[Records from a collection]

....

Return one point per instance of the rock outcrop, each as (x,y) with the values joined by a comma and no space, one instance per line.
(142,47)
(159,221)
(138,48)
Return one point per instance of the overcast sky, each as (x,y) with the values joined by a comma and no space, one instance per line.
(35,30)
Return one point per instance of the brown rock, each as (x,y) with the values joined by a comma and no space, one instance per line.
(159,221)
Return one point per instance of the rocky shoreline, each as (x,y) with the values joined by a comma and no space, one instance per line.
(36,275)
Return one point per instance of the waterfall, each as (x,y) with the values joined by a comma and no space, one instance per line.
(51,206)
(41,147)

....

= Instructions to follow =
Print exactly the lines above, starting at the line that contains "Return one point per instance of the waterfall, each" and ending with the last line of the records, both included.

= The answer =
Return one point per instance of the waterfall, each as (x,y) with the values joined by a comma and no space, one instance per line.
(51,206)
(41,147)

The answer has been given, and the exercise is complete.